:: Problem requirements ::
Please give an exact transcription of the records shown below.

:: Source material ::
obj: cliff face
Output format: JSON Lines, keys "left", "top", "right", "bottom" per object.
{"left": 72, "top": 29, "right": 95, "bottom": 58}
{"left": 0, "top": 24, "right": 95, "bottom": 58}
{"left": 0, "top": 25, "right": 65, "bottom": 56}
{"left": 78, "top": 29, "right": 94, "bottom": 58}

:: Completed exercise ::
obj: cliff face
Output format: JSON Lines, keys "left", "top", "right", "bottom" per object.
{"left": 72, "top": 29, "right": 95, "bottom": 58}
{"left": 0, "top": 24, "right": 95, "bottom": 58}
{"left": 0, "top": 25, "right": 65, "bottom": 56}
{"left": 78, "top": 29, "right": 94, "bottom": 58}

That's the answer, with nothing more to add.